James Paxton has carried a ton of hype with him during his time with the Mariners. But, could 2017 finally be the year he finally shines?
For years it seems that fantasy owners have waited for the long-predicted breakout season from James Paxton. The enigmatic Mariners’ lefty has always possessed the arm talent to shine, but could never put it all together in one season. But, could 2017 finally be the year?
Paxton’s story is long told. The former fourth-round pick looked the part of a top prospect coming out of high school, eventually climbing the ranks to get on top-100 prospect lists. After doing well in the minors, Marines’ fans patiently anticipated his arrival in the big leagues. He debuted in 2013 but has never stuck in the big league thanks to injuries and ineffectiveness.

**Material shown**.
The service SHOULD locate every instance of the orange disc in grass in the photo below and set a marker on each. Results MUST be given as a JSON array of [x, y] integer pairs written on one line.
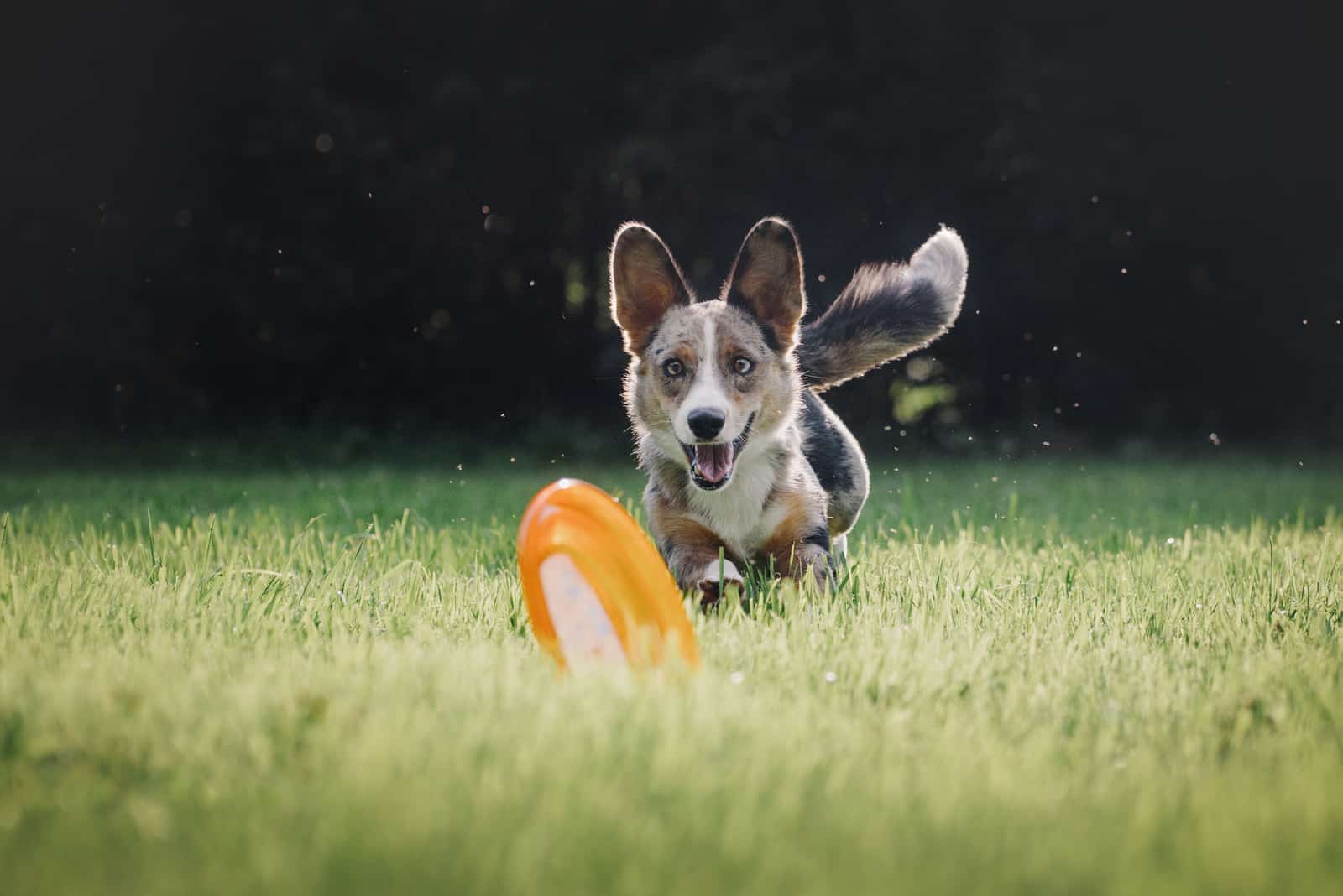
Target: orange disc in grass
[[595, 586]]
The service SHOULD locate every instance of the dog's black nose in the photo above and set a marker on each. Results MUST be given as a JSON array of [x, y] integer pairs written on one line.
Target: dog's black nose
[[705, 423]]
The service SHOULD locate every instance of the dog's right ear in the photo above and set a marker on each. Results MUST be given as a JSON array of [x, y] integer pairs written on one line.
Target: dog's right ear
[[645, 284]]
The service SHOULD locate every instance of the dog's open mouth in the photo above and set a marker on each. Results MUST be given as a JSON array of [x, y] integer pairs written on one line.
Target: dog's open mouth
[[712, 463]]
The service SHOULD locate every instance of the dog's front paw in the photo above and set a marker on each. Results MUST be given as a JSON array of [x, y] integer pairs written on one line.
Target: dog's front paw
[[719, 578]]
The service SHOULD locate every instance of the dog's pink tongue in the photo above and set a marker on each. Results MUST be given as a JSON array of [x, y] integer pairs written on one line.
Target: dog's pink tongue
[[713, 461]]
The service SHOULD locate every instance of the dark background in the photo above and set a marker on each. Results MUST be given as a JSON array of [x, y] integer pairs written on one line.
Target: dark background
[[394, 216]]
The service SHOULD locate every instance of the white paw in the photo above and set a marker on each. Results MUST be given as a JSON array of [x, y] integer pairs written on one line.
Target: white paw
[[718, 577]]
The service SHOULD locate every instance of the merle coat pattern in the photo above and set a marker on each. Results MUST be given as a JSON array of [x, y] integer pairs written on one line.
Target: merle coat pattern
[[742, 452]]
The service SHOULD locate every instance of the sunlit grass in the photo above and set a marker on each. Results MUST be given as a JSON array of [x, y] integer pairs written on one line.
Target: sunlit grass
[[1068, 676]]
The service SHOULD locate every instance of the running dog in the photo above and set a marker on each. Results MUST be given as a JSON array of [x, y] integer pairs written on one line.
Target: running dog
[[742, 454]]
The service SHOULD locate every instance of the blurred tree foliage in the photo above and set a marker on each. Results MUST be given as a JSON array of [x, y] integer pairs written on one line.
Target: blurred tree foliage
[[396, 215]]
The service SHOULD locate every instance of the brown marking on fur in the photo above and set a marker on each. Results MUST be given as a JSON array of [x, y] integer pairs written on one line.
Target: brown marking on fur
[[645, 284], [767, 280], [786, 546], [687, 544]]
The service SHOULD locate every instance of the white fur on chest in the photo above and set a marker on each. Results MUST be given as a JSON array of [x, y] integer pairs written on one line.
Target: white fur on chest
[[736, 513]]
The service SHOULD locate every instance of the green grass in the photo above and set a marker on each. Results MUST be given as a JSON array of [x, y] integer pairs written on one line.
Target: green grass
[[1068, 676]]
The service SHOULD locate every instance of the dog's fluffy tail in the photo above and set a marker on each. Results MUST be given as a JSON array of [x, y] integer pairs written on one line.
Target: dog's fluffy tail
[[886, 311]]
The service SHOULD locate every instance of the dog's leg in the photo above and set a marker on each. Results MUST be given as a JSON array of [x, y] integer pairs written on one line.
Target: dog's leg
[[801, 542], [691, 550], [718, 578]]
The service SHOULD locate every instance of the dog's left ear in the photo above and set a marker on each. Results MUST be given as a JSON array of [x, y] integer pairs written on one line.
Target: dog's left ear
[[767, 280], [645, 284]]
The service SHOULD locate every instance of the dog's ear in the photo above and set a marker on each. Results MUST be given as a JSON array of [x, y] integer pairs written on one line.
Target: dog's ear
[[767, 280], [645, 284]]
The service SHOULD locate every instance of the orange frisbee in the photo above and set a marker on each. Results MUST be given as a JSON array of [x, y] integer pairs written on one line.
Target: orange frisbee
[[595, 586]]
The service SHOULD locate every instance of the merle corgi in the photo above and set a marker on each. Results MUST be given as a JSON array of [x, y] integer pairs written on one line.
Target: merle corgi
[[742, 452]]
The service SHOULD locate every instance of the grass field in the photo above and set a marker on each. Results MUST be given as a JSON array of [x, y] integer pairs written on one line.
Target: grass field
[[1051, 676]]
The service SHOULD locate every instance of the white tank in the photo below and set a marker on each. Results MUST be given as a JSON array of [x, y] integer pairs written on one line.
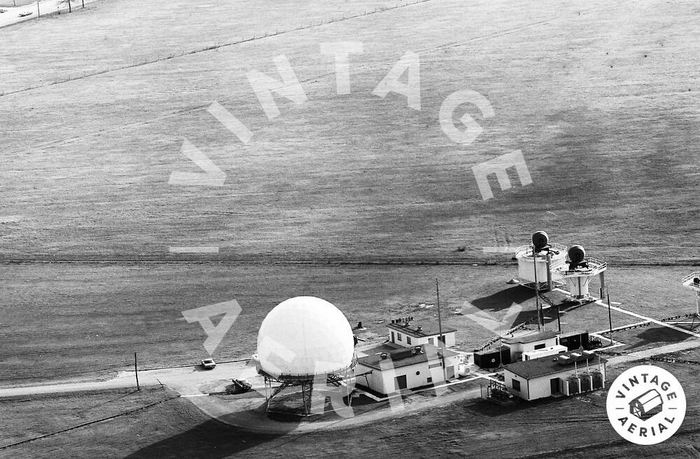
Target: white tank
[[305, 336]]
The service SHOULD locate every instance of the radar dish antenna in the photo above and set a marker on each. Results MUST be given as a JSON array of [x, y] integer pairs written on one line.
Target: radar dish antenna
[[540, 240], [577, 255]]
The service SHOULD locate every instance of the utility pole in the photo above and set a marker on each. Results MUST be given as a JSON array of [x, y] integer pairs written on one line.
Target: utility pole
[[610, 318], [441, 339], [136, 371], [537, 289]]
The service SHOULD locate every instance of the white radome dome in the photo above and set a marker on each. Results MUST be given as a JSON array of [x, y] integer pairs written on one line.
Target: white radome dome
[[305, 336]]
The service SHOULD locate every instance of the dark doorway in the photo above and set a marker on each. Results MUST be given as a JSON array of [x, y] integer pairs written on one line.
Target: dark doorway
[[400, 382], [554, 384]]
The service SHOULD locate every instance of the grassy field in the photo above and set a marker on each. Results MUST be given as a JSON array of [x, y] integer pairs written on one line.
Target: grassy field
[[602, 100]]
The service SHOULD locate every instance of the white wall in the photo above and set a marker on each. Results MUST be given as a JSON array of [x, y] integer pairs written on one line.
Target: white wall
[[450, 339]]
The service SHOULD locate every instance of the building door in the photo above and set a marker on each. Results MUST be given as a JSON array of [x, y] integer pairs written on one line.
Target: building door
[[400, 382], [554, 385]]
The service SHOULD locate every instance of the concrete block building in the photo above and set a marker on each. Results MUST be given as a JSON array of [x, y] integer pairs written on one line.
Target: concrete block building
[[407, 335], [532, 342], [565, 374], [406, 368]]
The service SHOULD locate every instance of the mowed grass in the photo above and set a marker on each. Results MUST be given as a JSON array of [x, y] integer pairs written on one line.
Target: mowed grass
[[600, 98], [77, 320]]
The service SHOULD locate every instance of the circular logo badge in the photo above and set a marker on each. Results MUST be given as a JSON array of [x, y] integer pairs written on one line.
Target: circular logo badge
[[646, 405]]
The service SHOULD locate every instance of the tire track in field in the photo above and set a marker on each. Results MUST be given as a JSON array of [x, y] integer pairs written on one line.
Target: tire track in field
[[203, 49]]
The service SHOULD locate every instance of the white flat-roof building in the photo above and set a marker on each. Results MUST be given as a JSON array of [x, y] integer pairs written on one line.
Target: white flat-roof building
[[532, 342], [566, 374], [407, 335], [406, 368]]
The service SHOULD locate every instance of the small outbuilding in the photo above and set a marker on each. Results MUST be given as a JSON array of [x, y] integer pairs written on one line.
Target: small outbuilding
[[566, 374], [406, 335], [406, 368], [531, 342]]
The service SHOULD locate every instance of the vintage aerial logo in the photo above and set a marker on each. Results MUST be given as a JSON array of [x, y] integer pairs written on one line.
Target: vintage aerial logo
[[646, 405]]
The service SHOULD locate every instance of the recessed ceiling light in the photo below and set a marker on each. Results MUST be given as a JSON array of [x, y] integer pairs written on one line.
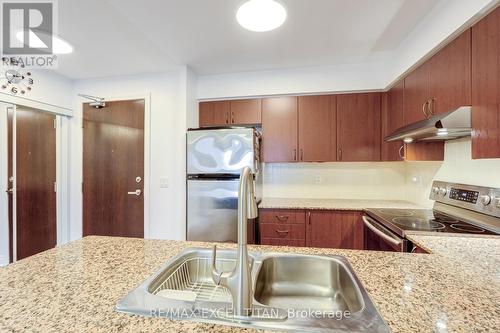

**Problem statement**. Rewrite the passage, starting at "James Paxton has" and ending at "be the year?", with "fantasy owners" changed to "fantasy managers". Draw only on the passage about James Paxton.

**Final answer**.
James Paxton has carried a ton of hype with him during his time with the Mariners. But, could 2017 finally be the year he finally shines?
For years it seems that fantasy managers have waited for the long-predicted breakout season from James Paxton. The enigmatic Mariners’ lefty has always possessed the arm talent to shine, but could never put it all together in one season. But, could 2017 finally be the year?